### What needs to be done
Give back only the lines from the one with "Show me the bounding box of the landscaping" through the last line of the data, exactly as they appear.

### Record set
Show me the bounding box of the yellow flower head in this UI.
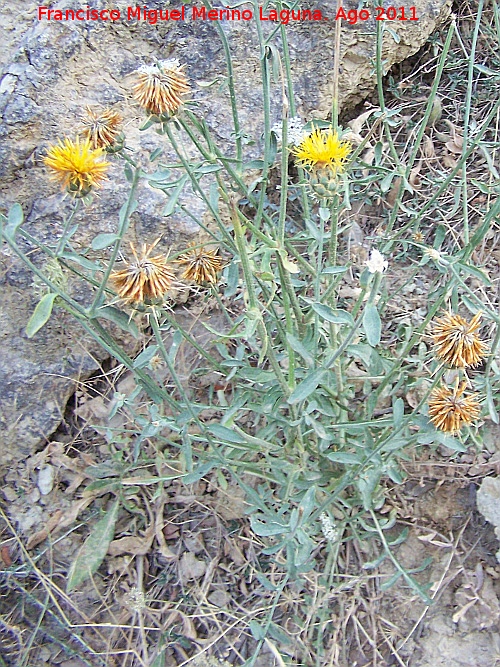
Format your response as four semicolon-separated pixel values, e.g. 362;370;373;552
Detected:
429;380;481;433
132;58;189;116
293;128;351;174
177;248;222;285
43;137;109;195
432;312;487;368
82;107;123;149
110;239;174;303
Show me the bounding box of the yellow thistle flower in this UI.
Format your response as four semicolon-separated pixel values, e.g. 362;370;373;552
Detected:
82;107;123;149
293;128;351;174
132;58;189;116
177;248;222;285
110;239;174;303
432;312;487;368
43;137;109;196
429;380;481;433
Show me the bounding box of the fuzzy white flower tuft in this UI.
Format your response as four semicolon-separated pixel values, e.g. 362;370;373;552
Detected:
366;250;389;273
319;512;340;543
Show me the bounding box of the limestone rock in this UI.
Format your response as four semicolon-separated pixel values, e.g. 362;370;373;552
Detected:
0;0;451;465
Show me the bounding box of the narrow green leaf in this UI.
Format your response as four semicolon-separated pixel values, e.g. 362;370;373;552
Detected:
163;174;188;216
392;398;405;428
196;164;222;174
182;461;217;484
326;452;362;465
208;424;246;445
66;500;120;592
26;292;57;338
363;303;382;347
92;234;119;250
248;619;266;641
134;345;158;368
286;334;314;368
288;368;327;405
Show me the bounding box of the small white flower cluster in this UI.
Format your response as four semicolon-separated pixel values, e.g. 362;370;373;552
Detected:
137;58;181;74
319;512;340;543
366;250;389;273
271;116;307;146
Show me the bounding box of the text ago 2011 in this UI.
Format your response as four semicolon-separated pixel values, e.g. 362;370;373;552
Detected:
335;7;418;25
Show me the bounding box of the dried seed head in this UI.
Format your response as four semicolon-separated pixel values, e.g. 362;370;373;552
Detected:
81;107;123;149
110;239;174;303
429;381;481;433
133;58;189;116
432;312;487;368
177;248;222;285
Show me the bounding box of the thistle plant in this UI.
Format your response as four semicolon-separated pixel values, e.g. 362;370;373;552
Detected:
3;2;500;664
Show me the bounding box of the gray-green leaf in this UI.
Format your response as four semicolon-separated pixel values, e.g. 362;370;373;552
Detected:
66;500;119;591
288;368;327;405
26;292;57;338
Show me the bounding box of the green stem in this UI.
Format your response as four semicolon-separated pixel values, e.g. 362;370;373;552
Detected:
203;0;243;164
56;199;82;257
88;168;141;318
462;0;484;245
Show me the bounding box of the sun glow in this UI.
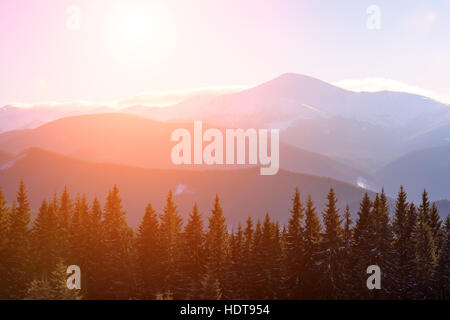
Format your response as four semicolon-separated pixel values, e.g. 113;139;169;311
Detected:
106;1;175;63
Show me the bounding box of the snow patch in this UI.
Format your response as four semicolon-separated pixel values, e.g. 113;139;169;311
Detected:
0;154;26;170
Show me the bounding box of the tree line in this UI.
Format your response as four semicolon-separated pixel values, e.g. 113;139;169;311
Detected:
0;181;450;299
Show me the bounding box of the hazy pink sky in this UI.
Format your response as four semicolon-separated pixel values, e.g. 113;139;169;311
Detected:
0;0;450;106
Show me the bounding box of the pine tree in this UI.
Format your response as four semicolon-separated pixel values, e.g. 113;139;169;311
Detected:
26;259;82;300
82;197;104;299
351;192;372;299
286;188;304;299
183;204;205;297
31;200;58;277
241;217;254;299
414;190;437;299
342;204;355;299
67;195;90;269
0;189;9;300
5;180;32;299
55;187;74;259
344;204;353;248
372;189;395;299
206;195;229;298
229;224;246;299
437;215;450;300
301;195;322;299
99;185;133;299
255;213;281;299
392;186;416;299
318;188;344;299
160;192;186;299
428;203;444;252
136;204;162;299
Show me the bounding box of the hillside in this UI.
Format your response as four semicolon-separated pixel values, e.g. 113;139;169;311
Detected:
0;114;370;185
0;148;373;225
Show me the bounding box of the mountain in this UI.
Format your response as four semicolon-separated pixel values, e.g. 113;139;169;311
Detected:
0;104;113;133
0;148;374;226
0;150;15;166
115;74;450;168
0;113;371;185
375;145;450;200
4;73;450;176
435;200;450;220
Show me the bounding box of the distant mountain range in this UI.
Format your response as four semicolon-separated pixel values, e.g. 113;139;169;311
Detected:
0;114;369;185
0;74;450;204
0;148;380;227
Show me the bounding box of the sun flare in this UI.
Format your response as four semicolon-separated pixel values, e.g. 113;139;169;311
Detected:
106;2;175;63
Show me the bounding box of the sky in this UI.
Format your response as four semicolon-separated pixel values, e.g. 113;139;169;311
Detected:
0;0;450;106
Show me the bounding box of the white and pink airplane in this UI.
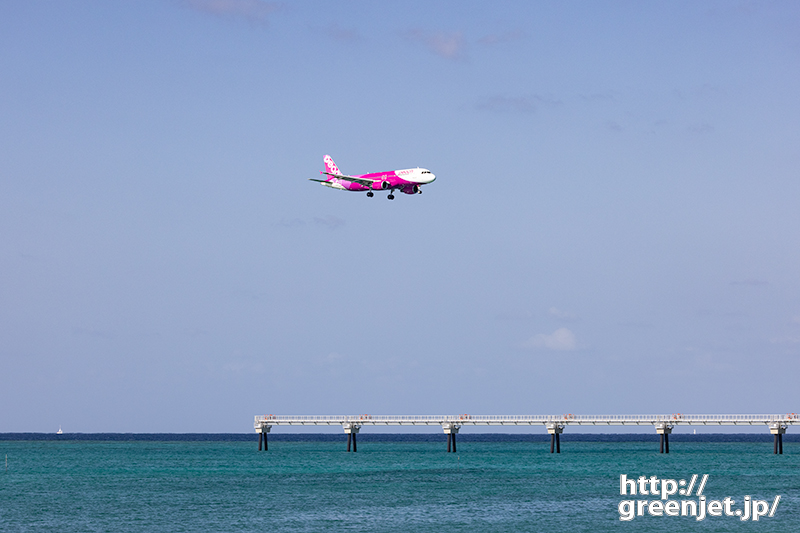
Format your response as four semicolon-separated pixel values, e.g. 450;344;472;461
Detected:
309;155;436;200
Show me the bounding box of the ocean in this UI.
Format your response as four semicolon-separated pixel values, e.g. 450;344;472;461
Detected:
0;433;800;533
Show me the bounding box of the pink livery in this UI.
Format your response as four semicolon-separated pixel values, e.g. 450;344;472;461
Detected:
311;155;436;200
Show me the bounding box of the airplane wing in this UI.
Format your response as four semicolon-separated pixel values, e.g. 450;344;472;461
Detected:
318;172;380;187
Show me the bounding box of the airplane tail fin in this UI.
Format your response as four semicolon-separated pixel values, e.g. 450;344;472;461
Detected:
323;155;342;176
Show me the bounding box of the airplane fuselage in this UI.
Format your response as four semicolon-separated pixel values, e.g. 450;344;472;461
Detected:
312;155;436;200
323;168;436;194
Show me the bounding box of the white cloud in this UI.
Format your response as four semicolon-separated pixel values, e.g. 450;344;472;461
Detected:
522;328;576;351
184;0;282;25
406;30;466;59
547;307;578;320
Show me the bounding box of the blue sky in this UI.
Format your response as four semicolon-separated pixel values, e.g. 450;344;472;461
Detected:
0;0;800;432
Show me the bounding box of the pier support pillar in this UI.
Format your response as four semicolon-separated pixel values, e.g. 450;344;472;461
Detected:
547;423;564;453
442;422;461;453
342;422;361;452
769;423;786;455
656;422;674;453
256;424;272;451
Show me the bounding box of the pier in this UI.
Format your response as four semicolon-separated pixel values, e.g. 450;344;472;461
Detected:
253;413;800;455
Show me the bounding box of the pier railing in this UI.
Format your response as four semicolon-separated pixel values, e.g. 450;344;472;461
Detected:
254;413;800;428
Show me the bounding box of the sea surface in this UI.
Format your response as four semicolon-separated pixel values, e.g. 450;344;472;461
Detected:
0;433;800;533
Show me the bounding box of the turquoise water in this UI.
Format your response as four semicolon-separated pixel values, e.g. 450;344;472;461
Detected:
0;437;800;533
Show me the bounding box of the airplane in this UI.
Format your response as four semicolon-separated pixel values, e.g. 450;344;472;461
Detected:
309;155;436;200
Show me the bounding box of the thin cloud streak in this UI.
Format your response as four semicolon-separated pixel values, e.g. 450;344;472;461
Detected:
183;0;283;26
405;29;467;60
522;328;577;352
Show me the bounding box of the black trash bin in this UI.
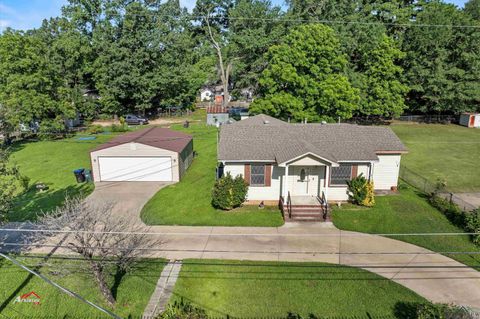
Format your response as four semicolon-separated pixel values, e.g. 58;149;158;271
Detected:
73;168;85;183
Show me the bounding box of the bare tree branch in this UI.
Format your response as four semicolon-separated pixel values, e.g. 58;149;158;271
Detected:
41;198;162;305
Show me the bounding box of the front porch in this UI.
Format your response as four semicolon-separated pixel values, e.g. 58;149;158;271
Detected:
280;196;331;222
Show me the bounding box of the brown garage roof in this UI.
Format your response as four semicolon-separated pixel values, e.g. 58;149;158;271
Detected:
92;127;192;153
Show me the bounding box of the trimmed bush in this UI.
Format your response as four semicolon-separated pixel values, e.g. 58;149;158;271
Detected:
212;173;248;210
347;174;375;207
38;117;67;140
87;124;104;134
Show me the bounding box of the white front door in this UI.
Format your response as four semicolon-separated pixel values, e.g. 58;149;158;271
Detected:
293;166;311;196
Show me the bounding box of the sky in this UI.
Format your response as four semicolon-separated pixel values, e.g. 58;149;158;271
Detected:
0;0;467;32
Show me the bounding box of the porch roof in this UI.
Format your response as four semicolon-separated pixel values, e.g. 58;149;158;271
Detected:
218;115;407;164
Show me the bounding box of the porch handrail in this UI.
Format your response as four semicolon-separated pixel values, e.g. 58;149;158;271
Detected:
287;191;292;219
322;191;328;220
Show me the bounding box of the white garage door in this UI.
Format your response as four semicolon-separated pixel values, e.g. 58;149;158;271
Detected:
98;157;172;182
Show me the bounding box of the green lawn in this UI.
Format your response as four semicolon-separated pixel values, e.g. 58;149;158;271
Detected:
8;134;112;221
0;257;165;319
141;124;283;226
390;124;480;192
333;188;480;268
170;260;425;318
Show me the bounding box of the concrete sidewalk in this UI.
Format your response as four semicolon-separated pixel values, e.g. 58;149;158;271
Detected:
29;223;480;308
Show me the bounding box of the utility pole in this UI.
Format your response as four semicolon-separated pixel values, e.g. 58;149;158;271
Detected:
0;253;122;319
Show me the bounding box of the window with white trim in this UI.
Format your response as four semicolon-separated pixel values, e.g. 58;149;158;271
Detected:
250;165;265;186
330;164;352;186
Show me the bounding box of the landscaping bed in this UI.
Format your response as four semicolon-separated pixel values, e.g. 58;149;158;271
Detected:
141;124;283;226
390;124;480;192
332;186;480;268
0;257;165;319
170;260;425;318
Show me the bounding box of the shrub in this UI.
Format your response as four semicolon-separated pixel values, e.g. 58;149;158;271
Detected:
110;124;129;132
465;209;480;246
87;124;104;134
212;173;248;210
347;174;375;207
158;299;208;319
38;117;67;140
429;194;466;229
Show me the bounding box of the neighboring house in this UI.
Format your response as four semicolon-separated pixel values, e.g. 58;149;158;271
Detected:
218;115;407;204
90;127;193;182
200;88;215;102
460;113;480;128
207;106;230;125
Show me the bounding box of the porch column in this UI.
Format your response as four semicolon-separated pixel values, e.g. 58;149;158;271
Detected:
320;165;330;200
283;165;289;200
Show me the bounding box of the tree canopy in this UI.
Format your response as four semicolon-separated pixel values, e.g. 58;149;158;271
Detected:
0;0;480;134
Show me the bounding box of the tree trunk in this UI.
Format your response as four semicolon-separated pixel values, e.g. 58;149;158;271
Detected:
91;262;115;306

### Output for this exercise
Show me the bounding box of the landscaping bed in this UI.
Format your response as four semicolon-separated pixel values, e.g. 58;149;158;271
Detected:
141;124;283;226
390;124;480;192
332;186;480;268
0;257;165;319
170;260;425;318
Show me the bounding box of the shrub in this UI.
Format your response as four semicolon-separated pixel values, e.g. 58;149;158;271
Detected:
110;124;129;132
465;209;480;246
87;124;104;134
212;173;248;210
347;174;375;207
158;299;208;319
38;117;67;140
429;194;466;229
Show me the bounding box of the neighboring house in this UI.
Format your response as four semicolon-separated pixel values, e.g. 58;149;158;271
Detected:
218;115;407;204
90;127;193;182
200;88;215;102
460;113;480;128
207;106;230;125
Show me the bounding box of the porch column in this UI.
Format your response as four semicolon-separated pixel values, e.g. 58;149;158;271
Detected:
320;165;330;200
283;165;289;200
Show me the bounding box of the tree canopy in this UI.
Format your response as four semicolon-separated pixel values, e.g. 58;149;158;271
Detected:
0;0;480;134
Show me the bounding box of the tree trunk in this UI.
Format your response as four semicolon-separated pixel values, e.g. 58;149;158;271
Detected:
91;262;115;306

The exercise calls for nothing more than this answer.